■ **TEXT FOR ANALYSIS**:
Monday, August 6, 2012
In the Haze - Psychedelic Jams; featuring Amber, The Machine, and The Crystal Caravan
Amber are certainly a band I'd never heard of til this disc was dropped on my desk by Postman Sal, and it appears I'm not alone. Active from 1970-71, Amber were a duo of Keith MacLeod and JulianMcAllister, with a little help on these recordings from Ray Cooper on tabla. The recordings that make up Pearls of Amber come from their only two studio sessions and date back to those days but were not released until a very limited vinyl press run in 2000. Now, Merlins Nose Records makes them available world-wide for the first time.
So, what does it sound like? Like a time machine. Like a glimpse back to a day when people were tuning in and dropping out and really thought that if they played that guitar with enough passion and sang with enough honesty, they could change the world. And that's a good thing.

(Records taken from a dataset)

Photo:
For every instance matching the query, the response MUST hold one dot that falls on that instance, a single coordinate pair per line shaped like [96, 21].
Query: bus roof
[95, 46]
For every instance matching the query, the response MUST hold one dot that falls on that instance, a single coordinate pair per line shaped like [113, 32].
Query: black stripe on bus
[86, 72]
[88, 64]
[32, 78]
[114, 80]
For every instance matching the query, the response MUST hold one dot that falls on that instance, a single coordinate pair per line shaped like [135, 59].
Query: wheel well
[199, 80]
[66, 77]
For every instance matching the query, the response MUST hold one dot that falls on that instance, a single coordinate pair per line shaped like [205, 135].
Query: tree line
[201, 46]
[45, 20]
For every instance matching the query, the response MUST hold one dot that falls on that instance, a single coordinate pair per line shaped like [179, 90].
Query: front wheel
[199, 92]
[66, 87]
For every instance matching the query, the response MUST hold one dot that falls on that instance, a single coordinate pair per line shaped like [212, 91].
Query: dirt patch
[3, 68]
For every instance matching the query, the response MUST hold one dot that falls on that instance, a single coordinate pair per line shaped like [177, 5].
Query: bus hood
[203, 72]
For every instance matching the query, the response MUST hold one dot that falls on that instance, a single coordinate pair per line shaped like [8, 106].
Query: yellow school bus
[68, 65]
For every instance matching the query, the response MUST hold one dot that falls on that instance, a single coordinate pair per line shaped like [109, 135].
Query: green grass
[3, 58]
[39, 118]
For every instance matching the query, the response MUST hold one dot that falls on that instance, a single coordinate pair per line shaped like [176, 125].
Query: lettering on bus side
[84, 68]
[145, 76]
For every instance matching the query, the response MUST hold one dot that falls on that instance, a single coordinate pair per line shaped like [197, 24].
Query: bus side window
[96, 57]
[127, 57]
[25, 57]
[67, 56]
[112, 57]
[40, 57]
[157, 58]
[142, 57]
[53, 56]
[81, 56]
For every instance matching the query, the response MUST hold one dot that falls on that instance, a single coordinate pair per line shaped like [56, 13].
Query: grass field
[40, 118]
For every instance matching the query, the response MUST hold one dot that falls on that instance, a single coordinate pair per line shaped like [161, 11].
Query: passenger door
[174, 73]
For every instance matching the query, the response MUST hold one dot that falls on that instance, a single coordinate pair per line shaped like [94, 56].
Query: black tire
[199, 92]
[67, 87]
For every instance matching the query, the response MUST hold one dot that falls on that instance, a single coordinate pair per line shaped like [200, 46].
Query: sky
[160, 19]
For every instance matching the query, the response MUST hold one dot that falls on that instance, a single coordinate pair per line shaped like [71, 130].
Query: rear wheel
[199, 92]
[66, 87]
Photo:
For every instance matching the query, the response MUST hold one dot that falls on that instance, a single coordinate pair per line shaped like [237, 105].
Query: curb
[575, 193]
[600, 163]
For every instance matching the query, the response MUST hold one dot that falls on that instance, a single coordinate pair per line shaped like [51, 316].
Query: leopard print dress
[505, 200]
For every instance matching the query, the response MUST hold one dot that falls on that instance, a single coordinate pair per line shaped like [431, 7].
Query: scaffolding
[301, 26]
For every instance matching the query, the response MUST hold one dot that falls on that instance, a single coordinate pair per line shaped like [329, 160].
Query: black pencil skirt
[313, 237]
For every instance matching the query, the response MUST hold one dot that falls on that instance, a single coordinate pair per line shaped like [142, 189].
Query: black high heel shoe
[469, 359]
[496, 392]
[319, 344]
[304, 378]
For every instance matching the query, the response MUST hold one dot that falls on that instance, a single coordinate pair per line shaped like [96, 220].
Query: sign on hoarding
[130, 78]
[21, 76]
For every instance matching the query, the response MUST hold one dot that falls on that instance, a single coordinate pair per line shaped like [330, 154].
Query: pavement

■ **AIM OF THE EXERCISE**: According to the album review, why is the Merlins Nose Records release of Pearls of Amber the first world-wide availability of these recordings? Answer in one to three sentences.

■ **WRITTEN ANSWER**: The recordings come from Amber's only two studio sessions in 1970–71, but they were not released until 2000. That release was only a very limited vinyl press run. Merlins Nose Records is now making them available world-wide for the first time.